Task requirements:
A - List every kind of financial issue that the article on the consumer complaint database names as a topic of complaints.
B - Write out the article on the consumer complaint database from "As is often" down to "a boiling point.", replacing "fans" with "supporters".

Start of Passage for review

As is often the case with things associated with the Consumer Financial Protection Bureau, the database it uses to log consumer complaints is an oddly controversial and touchy topic.
Consumers are big, big fans and have come to treat it as a go-to when frustration with less-than-wholly-cooperative FIs reaches a boiling point.
Lawmakers and businesses, not so much, arguing that the databased can make it difficult and expensive for merchants that might have actually done nothing wrong, since anyone can make a complaint and post it publicly, regardless of whether or not said complaint has merit.
Moreover, given the fact that the CFPB uses these databases as part of its various enforcement actions, it has essentially created a version of Yelp, where enough bad reviews can net a multi-million dollar fine.
(Consumer advocates point out that, while a bad contractor can mess up your bathroom, a bad FI can ruin your entire financial life for a decade, hence the more souped-up version of Yelp makes sense).
All in, in the five or so years since its creation, the CFPB has collected nearly a million (930,000) complaints on every imaginable financial issue. Mortgages, car loans, debt collections and virtual currency are just a short sampling.
Not only can consumer complains, as of late, they can make the whole text of their complaint story (narrative) public without including their private information. That full narrative disclosure is what is earning the ire of lawmakers and businesses. Lawmakers note the CFPB did not seek legislative approval for making those narratives public (and that it could be putting consumer information in danger). Businesses complain that these narratives may or may not be accurate and the CFPB’s processes are not adequate to prevent them from being libeled.
A House bill introduced in June would require the CFPB to verify all claims made in complaints.
“Public disclosure of unverified consumer complaint narratives raises significant consumer privacy issues and risks tarnishing the reputation of individual companies,” said Virginia O’Neill, senior vice president of the American Bankers Association’s Center for Regulatory Compliance.

End of Passage for review
Start of Data extracts

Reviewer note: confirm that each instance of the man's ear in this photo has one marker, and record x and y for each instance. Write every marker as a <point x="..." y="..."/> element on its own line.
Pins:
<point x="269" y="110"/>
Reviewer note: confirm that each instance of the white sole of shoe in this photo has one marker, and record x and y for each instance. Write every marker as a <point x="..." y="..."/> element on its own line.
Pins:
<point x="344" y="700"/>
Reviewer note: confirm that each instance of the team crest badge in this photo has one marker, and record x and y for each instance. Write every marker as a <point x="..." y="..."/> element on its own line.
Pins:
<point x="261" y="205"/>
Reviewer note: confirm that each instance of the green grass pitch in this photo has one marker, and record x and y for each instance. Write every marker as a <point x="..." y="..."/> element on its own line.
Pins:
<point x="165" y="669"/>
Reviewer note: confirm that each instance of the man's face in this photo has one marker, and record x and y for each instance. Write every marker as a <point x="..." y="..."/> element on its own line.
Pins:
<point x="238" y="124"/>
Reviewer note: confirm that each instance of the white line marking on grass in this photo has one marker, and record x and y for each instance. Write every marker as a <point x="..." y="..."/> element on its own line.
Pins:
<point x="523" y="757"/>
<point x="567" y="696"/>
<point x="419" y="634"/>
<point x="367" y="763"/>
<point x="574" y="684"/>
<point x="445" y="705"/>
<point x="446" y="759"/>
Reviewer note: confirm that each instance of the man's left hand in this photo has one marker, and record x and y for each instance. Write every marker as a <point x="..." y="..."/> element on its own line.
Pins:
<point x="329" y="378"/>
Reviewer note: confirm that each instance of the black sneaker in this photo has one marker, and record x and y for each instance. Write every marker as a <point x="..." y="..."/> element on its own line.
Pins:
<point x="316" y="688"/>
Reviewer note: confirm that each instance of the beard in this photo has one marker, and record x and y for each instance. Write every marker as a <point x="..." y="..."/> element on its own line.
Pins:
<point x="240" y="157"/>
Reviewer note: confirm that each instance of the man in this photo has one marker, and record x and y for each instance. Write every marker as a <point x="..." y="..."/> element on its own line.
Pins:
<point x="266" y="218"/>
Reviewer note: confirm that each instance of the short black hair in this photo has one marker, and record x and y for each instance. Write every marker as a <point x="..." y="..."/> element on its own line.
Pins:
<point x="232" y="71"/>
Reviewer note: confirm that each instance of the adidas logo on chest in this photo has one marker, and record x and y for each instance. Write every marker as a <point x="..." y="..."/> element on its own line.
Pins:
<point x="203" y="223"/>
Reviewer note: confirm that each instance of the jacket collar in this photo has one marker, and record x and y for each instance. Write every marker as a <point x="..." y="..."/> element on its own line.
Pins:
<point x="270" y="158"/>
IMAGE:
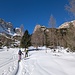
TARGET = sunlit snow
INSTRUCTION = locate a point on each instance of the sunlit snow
(39, 62)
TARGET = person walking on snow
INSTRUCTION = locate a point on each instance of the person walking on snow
(26, 52)
(20, 54)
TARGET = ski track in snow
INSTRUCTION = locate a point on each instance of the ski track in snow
(38, 63)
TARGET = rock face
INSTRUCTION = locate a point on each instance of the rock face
(9, 34)
(67, 24)
(6, 27)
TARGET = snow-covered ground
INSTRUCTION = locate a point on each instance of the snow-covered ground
(40, 62)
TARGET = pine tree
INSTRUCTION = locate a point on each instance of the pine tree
(26, 40)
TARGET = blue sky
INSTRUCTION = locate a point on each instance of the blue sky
(32, 12)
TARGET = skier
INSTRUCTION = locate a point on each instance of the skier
(26, 52)
(20, 53)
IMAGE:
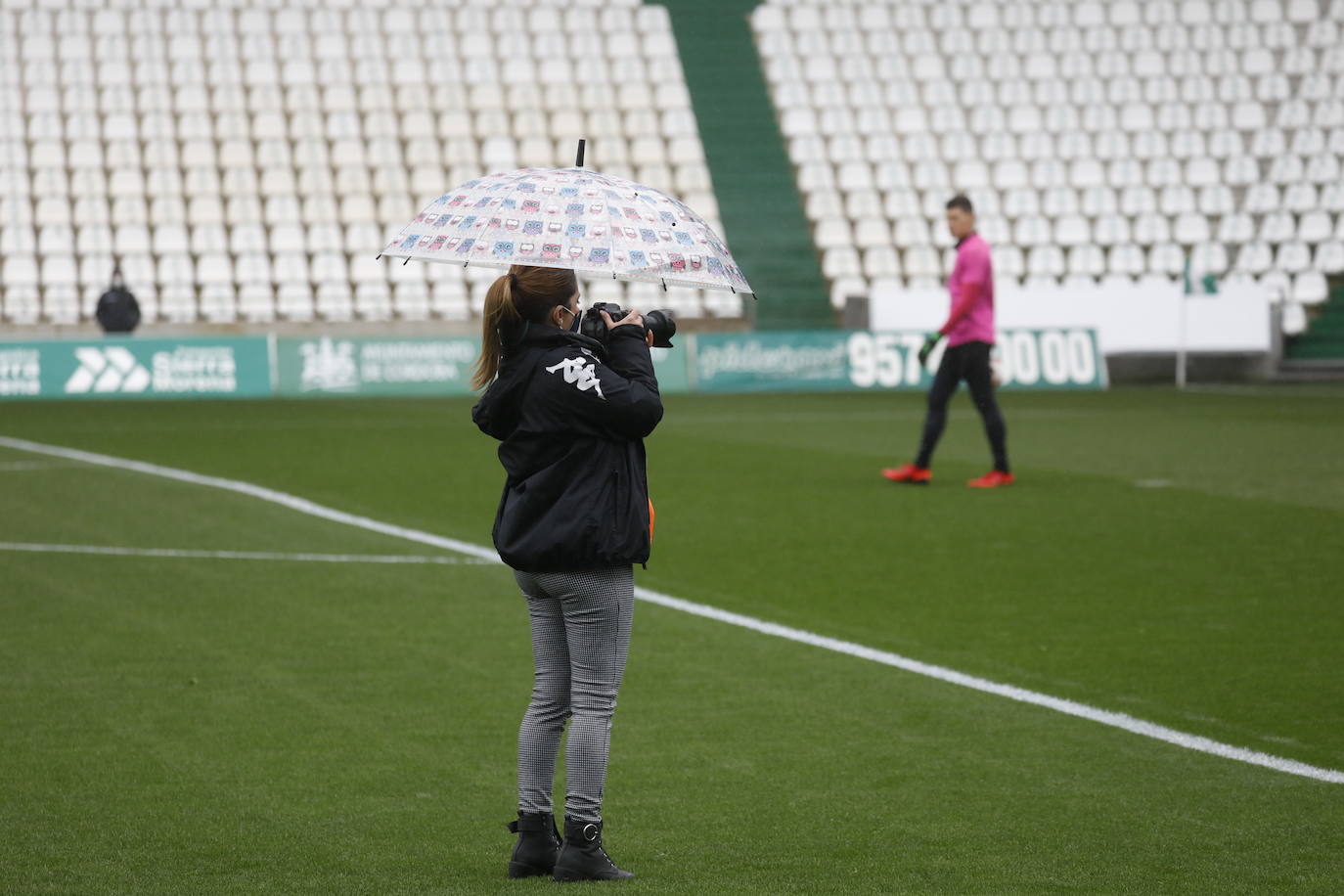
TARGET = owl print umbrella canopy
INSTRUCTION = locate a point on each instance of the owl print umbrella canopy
(590, 223)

End of Data extracts

Results:
A - Mortgages, car loans, debt collections, virtual currency

B -
As is often the case with things associated with the Consumer Financial Protection Bureau, the database it uses to log consumer complaints is an oddly controversial and touchy topic.
Consumers are big, big supporters and have come to treat it as a go-to when frustration with less-than-wholly-cooperative FIs reaches a boiling point.